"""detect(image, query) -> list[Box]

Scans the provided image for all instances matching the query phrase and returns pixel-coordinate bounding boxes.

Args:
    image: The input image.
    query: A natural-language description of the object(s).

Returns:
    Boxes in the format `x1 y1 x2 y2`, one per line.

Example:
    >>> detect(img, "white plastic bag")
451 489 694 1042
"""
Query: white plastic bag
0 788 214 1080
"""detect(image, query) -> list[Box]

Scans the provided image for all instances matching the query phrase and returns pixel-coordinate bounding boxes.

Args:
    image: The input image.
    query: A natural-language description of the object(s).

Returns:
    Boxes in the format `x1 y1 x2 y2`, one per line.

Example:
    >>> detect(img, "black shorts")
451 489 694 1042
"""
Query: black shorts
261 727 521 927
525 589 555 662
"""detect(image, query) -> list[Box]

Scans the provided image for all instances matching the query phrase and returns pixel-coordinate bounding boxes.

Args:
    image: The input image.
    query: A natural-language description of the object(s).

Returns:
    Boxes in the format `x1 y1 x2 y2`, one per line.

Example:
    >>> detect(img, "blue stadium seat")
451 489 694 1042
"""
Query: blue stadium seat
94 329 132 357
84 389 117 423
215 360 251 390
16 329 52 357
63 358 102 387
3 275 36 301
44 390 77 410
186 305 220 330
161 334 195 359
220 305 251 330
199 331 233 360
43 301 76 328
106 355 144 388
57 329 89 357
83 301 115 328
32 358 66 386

--------------------------------

**WORK TO BE COMPLETED**
Write the entries out a second time. Match them exactly.

**EXERCISE RESULT**
"""detect(image, query) -> list[Box]

Scans the provided image for all instances matching the query phrase and returns pixel-coordinate bounding boxes.

Args:
    image: The input image.
    query: A natural-language description of the object(s).

Returns:
    Boxes in the format `x1 y1 x2 y2`, one per line.

Example:
    >>> detect(img, "white plastic bag")
451 489 694 1042
"""
Query: white plastic bag
0 788 214 1080
"""detect(image, query) -> list[Box]

Scans the provided image for all instances matching the query phrase and returns pixel-coordinate bounding boxes.

Args:
    image: The input image.
    query: A natural-language description of the object(s).

Returns:
    Boxes in the format `x1 y1 x2 y2`, one per line.

Example:
    >>> detect(img, "black shorts")
451 489 694 1042
"""
Query: black shorts
261 727 521 927
525 589 555 662
"""detect(image, query) -> list[Box]

Scans the provided image for all instances matching the query phrase and returns pixel-coordinate bounding boxes.

Args:
    image: The input image.
    query: A natural-language description of the object(s).

Returns:
    Boxes in the format `x1 y1 x2 y2`, one per line.

Example:
    >>> detect(img, "blue stadium seat")
451 489 694 1042
"""
Query: blue stadium seat
94 329 132 357
84 389 117 423
215 360 251 390
16 329 52 357
63 358 102 387
3 275 36 301
44 390 77 410
186 305 220 330
161 334 195 359
220 305 251 330
199 331 233 360
43 301 76 328
106 355 144 388
57 329 89 357
83 301 115 328
32 358 66 386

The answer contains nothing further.